REQUIREMENTS: Reproduce only the part of the records that opens with the line containing "For the dataset, pick out the forested" and continues through the end of the records, requests included, and offset every coordinate in the answers by adding 58. Leave the coordinates in the requests and their format samples unchanged.
______________________________
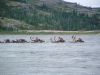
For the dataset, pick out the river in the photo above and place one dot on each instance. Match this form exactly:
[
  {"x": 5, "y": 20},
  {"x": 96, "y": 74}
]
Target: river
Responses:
[{"x": 50, "y": 58}]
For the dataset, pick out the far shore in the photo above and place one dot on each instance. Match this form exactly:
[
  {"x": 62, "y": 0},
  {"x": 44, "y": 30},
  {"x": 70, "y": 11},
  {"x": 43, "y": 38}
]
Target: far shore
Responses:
[{"x": 27, "y": 32}]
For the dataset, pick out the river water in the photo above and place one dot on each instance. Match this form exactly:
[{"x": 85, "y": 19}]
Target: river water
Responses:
[{"x": 50, "y": 58}]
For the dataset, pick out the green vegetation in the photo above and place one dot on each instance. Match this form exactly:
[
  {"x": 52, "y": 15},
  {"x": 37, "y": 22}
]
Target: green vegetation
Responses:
[{"x": 42, "y": 16}]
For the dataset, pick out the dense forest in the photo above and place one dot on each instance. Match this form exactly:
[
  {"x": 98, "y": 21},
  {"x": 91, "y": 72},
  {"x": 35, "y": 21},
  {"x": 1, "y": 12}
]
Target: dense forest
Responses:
[{"x": 43, "y": 15}]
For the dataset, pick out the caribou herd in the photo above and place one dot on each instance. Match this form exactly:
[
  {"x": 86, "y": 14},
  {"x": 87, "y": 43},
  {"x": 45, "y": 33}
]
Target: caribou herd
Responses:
[{"x": 38, "y": 40}]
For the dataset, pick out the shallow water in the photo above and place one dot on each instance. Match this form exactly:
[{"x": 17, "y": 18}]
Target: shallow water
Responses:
[{"x": 50, "y": 58}]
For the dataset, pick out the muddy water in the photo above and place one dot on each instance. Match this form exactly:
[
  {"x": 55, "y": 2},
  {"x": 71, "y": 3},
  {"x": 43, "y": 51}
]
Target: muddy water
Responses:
[{"x": 50, "y": 58}]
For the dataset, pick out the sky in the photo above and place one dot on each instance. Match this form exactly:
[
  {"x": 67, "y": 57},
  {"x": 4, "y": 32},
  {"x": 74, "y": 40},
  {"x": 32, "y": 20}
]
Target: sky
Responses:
[{"x": 89, "y": 3}]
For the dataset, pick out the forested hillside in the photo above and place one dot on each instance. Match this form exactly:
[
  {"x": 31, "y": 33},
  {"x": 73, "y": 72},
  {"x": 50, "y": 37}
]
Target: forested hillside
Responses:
[{"x": 48, "y": 15}]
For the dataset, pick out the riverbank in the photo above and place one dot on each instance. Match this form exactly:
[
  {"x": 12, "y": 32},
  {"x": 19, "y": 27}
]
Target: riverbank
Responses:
[{"x": 28, "y": 32}]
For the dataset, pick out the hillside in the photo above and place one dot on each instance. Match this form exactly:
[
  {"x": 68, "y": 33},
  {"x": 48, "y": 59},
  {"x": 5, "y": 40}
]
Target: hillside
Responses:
[{"x": 50, "y": 15}]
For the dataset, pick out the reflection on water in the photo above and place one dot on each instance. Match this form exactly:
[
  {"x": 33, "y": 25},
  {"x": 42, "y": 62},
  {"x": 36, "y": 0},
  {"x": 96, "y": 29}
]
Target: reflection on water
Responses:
[{"x": 50, "y": 58}]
______________________________
ANSWER IN FULL:
For the dataset, pick out the forested hillside in the photo above and place one dot on each instance. Match this form exactly:
[
  {"x": 31, "y": 33},
  {"x": 73, "y": 72},
  {"x": 50, "y": 37}
]
Target: forested hillside
Responses:
[{"x": 106, "y": 73}]
For the dataset, pick out the riverbank in the photo above and place one dot on each instance. Match this form exactly:
[
  {"x": 12, "y": 32},
  {"x": 19, "y": 27}
]
Target: riverbank
Responses:
[{"x": 86, "y": 90}]
For the dataset, pick out the hillside in the photo above and place one dot on each instance. Match this form exactly:
[
  {"x": 68, "y": 33},
  {"x": 48, "y": 59},
  {"x": 5, "y": 40}
]
Target: hillside
Responses:
[{"x": 108, "y": 73}]
For the dataset, pick out the reflection on water in the photo above and place one dot on each instance. Match this form exactly:
[
  {"x": 33, "y": 25},
  {"x": 42, "y": 62},
  {"x": 36, "y": 0},
  {"x": 96, "y": 29}
]
Target: reflection on water
Responses:
[{"x": 108, "y": 116}]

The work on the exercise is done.